START

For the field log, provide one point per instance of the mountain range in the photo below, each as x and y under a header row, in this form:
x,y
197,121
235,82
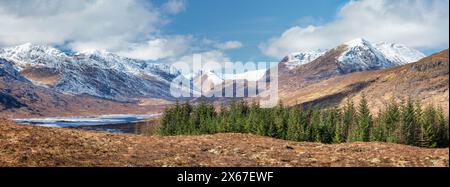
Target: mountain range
x,y
36,79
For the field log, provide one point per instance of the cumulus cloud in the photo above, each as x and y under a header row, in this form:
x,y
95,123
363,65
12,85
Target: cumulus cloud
x,y
415,23
159,48
131,28
174,6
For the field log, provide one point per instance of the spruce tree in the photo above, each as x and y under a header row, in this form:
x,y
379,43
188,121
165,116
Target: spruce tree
x,y
442,130
348,121
390,120
408,123
428,120
364,121
293,124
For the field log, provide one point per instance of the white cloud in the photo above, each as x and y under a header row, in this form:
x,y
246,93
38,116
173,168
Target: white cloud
x,y
131,28
229,45
92,21
415,23
159,48
174,6
213,56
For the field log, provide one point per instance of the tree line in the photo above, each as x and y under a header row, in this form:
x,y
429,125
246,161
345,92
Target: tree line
x,y
404,123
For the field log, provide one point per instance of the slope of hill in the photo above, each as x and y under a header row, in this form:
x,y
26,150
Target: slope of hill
x,y
425,80
23,145
20,98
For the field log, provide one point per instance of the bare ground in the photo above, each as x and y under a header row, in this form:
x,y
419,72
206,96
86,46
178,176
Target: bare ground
x,y
22,145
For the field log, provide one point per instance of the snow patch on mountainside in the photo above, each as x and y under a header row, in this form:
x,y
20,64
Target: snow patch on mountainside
x,y
398,53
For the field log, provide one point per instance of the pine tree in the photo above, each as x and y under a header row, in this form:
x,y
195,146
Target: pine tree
x,y
338,133
293,124
314,125
280,121
378,132
442,129
364,121
428,119
408,123
390,120
348,121
253,120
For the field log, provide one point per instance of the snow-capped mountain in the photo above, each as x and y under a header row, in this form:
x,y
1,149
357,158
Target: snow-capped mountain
x,y
361,55
98,73
398,53
296,59
358,55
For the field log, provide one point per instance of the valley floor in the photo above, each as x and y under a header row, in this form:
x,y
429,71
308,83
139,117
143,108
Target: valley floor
x,y
22,145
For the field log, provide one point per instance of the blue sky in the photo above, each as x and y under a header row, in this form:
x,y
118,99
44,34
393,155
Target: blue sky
x,y
222,30
248,21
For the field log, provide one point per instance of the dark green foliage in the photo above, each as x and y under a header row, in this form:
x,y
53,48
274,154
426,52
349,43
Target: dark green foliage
x,y
403,123
408,123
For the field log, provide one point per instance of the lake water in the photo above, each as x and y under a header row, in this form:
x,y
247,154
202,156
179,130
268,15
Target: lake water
x,y
71,122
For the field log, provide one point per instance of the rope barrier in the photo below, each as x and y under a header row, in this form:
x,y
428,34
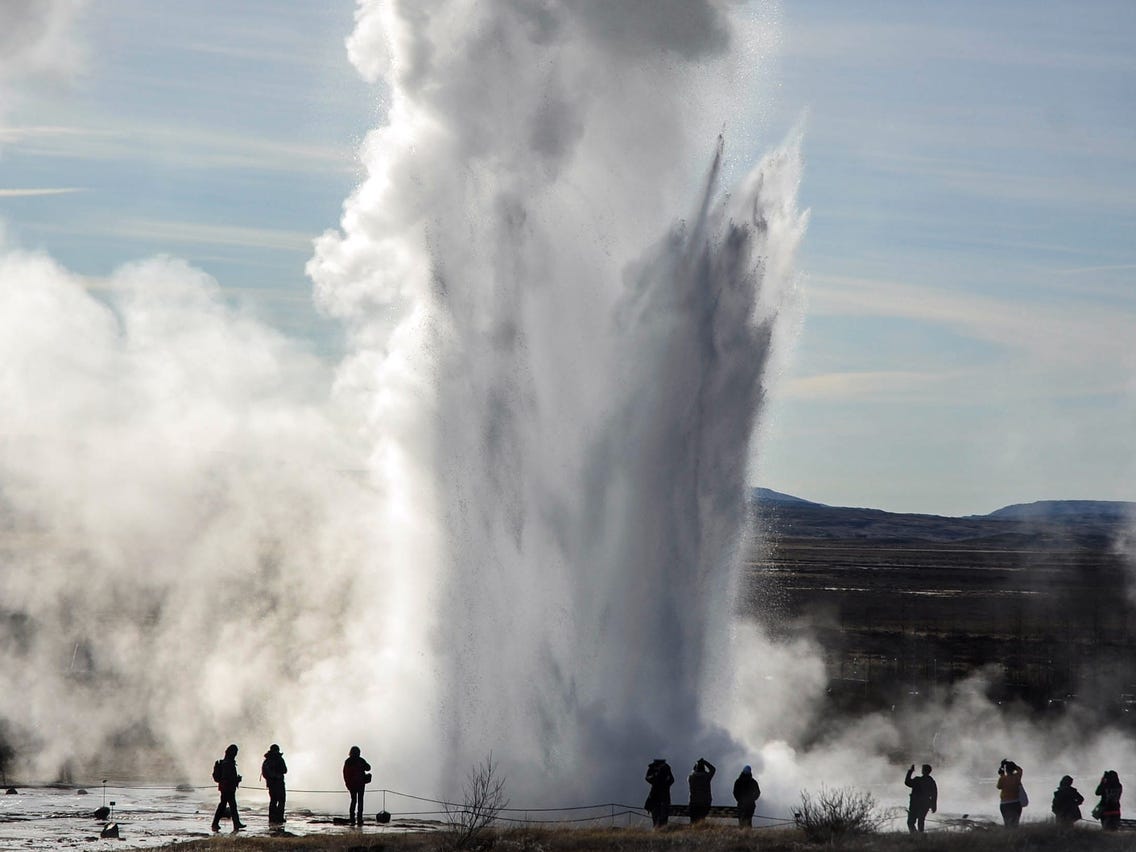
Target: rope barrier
x,y
610,810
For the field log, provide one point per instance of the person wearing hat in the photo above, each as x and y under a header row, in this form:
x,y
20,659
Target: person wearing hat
x,y
746,793
273,770
227,782
701,798
356,776
658,802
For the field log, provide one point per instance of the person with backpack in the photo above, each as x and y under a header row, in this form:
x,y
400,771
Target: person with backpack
x,y
658,801
356,776
701,799
1067,802
1108,809
924,798
1011,794
273,770
227,782
746,793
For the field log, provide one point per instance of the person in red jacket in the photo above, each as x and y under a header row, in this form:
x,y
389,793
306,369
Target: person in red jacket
x,y
356,775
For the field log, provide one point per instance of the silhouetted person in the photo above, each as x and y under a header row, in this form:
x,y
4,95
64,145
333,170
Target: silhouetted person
x,y
700,790
1009,784
227,784
746,793
273,770
1067,802
1108,809
924,796
356,775
658,801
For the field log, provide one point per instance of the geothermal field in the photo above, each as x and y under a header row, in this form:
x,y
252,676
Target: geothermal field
x,y
495,500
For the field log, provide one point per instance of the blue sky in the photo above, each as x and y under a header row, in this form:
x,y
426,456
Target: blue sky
x,y
969,264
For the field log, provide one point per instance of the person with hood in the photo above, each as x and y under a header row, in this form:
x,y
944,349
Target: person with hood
x,y
700,790
273,770
1108,809
356,776
658,801
227,782
746,793
1067,802
924,798
1010,793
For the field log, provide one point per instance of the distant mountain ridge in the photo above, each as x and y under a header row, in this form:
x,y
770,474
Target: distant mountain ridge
x,y
785,515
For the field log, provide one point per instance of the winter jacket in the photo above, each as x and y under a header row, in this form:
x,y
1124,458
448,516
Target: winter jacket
x,y
353,770
700,785
924,792
746,790
660,778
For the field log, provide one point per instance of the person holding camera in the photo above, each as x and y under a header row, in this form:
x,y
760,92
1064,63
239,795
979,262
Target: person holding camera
x,y
356,777
1011,793
1108,809
658,801
227,782
700,790
924,798
1067,801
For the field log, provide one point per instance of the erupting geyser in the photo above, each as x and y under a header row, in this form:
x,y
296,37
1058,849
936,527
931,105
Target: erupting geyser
x,y
561,370
514,523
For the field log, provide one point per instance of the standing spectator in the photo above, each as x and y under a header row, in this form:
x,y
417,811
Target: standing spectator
x,y
700,790
356,776
273,770
1067,802
658,801
924,798
227,782
1009,784
746,793
1108,809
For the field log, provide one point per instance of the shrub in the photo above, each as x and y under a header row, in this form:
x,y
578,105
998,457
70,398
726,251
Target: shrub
x,y
840,812
483,800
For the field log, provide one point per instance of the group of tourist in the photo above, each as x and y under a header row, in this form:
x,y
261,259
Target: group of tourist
x,y
356,778
924,800
1012,798
746,792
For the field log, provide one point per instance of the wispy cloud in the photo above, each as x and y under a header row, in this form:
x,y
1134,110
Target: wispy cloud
x,y
1066,333
28,192
183,147
201,234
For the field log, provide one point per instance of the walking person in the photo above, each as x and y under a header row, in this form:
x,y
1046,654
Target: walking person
x,y
746,793
701,799
658,801
356,776
924,798
1067,802
227,782
273,770
1108,809
1011,793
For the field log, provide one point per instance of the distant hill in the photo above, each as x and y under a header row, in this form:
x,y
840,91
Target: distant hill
x,y
768,495
1052,520
1096,510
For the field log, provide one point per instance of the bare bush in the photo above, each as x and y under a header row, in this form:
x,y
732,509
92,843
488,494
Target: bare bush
x,y
840,812
483,800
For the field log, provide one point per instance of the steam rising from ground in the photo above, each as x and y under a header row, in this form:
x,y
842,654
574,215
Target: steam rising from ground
x,y
509,520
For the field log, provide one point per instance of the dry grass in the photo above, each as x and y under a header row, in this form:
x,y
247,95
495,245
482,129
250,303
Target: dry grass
x,y
702,838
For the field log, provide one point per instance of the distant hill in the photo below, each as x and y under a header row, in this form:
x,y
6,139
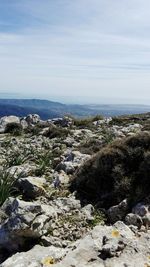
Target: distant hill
x,y
50,109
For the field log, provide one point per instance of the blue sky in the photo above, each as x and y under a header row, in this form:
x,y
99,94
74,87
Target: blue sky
x,y
76,50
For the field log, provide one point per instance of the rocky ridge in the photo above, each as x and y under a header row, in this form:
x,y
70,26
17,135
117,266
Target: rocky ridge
x,y
42,222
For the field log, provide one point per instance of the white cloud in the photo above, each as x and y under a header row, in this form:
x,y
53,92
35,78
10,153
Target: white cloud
x,y
82,47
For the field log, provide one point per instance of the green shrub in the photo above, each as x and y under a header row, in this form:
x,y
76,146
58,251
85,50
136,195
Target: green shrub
x,y
120,170
7,185
14,128
90,146
56,132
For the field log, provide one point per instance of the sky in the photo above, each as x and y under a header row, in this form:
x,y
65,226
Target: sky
x,y
92,51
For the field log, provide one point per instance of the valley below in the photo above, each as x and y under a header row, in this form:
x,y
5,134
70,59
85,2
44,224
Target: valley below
x,y
75,192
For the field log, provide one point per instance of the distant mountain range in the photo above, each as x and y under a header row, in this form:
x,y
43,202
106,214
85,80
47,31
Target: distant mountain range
x,y
49,109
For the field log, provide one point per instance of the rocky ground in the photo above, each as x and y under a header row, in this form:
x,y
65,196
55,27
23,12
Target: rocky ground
x,y
48,217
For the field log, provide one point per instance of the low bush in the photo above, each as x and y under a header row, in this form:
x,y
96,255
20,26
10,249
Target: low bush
x,y
56,132
120,170
14,128
7,185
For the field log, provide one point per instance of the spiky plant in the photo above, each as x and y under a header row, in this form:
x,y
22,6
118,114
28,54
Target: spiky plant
x,y
7,185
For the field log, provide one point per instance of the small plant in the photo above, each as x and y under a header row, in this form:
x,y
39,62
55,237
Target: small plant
x,y
99,218
16,159
14,128
44,161
7,185
56,132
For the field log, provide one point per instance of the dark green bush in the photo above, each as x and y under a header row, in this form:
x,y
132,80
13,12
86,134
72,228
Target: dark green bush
x,y
90,146
14,128
120,170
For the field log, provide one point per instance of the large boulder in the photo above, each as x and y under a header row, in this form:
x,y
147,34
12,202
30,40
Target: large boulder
x,y
31,187
32,119
25,220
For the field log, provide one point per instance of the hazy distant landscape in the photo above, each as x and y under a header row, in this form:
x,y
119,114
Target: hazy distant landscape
x,y
49,109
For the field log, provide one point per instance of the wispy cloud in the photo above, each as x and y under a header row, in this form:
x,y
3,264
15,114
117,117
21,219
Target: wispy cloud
x,y
82,47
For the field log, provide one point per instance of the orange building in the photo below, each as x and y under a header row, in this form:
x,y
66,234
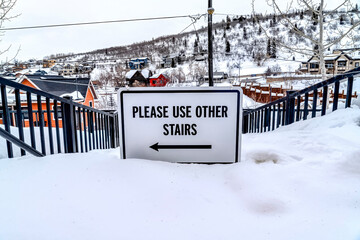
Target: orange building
x,y
80,89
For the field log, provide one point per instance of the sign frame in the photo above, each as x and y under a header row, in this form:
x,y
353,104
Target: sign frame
x,y
145,90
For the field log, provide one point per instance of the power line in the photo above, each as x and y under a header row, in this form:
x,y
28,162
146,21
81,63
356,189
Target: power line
x,y
92,23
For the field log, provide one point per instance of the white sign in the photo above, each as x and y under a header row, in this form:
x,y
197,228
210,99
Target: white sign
x,y
188,125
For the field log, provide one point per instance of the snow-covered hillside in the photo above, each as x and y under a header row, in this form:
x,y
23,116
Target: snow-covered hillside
x,y
298,182
240,45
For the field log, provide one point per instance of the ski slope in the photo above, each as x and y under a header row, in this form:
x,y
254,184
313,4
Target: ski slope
x,y
299,182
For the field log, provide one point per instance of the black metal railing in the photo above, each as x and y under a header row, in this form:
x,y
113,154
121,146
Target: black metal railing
x,y
41,123
300,105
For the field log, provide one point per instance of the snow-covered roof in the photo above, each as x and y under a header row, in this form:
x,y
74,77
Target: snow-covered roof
x,y
75,95
130,74
145,73
331,57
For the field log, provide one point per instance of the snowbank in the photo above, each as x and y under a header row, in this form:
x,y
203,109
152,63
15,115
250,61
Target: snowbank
x,y
298,182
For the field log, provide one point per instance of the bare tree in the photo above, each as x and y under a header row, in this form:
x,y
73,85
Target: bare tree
x,y
5,7
321,36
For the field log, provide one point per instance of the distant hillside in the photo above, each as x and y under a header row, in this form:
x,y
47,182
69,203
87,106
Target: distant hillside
x,y
235,39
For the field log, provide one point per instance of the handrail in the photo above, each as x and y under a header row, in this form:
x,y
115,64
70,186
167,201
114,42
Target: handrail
x,y
19,143
327,82
45,94
288,109
83,128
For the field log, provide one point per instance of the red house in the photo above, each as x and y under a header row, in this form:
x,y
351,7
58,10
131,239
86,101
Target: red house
x,y
158,80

END

**Task statement**
The answer consists only of the lines from the one containing "of the power" to the end of the records, each written out exactly.

**Finished task**
For the field log, provide one point per instance of the power line in the photo above, each as x and y under a header row, in this form:
x,y
28,162
146,21
81,63
356,189
Target: power line
x,y
92,23
For the field log, provide one point per instance of the white sign in the photo above, each as x and y under a header row, in this form:
x,y
197,228
210,99
Target: white sign
x,y
188,125
For the field log, provide one point per instance of the snow-covered hillside in the photo above, each as x and y under a header row, in this form:
x,y
23,116
Target: snow-covered hillside
x,y
298,182
240,45
For the field log, provide one point per instance of the ski slope in the photo above, each as x and y under a header row, in this form:
x,y
254,184
313,4
Target: ski slope
x,y
299,182
For the field log, provide one point per instance of the black metal railing in the photo above, each as x and y under a header row, in this form:
x,y
113,154
121,146
Target: black metal railing
x,y
41,123
300,105
For the field log, provide one point per instance of the snow-covered roof in the photo above, each as x and y under a header row, in this form:
x,y
74,77
Target: snow-covered roof
x,y
75,95
130,74
145,73
331,57
For the field log, provide one point per instance of the snowbank in the photo above, each as x and y under a header row, in this form:
x,y
203,109
152,63
15,115
250,61
Target: snowbank
x,y
298,182
For the field log, provide one point per instance of the bare tree in the photo above, each as x and y under a header row, in this form:
x,y
73,85
Target: bare tree
x,y
5,7
321,36
For the field log, provide one point per instance of the distant hillside in the photo above, each as x and y under a header row, in this form:
x,y
47,182
69,203
87,106
Target: distant hillside
x,y
235,39
For the field log, provide one point per instance of the handrail in the photo above, each as x and y under a header row, in this form:
x,y
115,64
70,186
167,201
114,42
Target: handrail
x,y
19,143
327,82
45,94
288,109
83,128
For the field log, provide one point per instance of the red house in the photo above, each as x and y under a header row, in this form:
x,y
351,7
58,10
131,239
86,101
Target: red house
x,y
158,80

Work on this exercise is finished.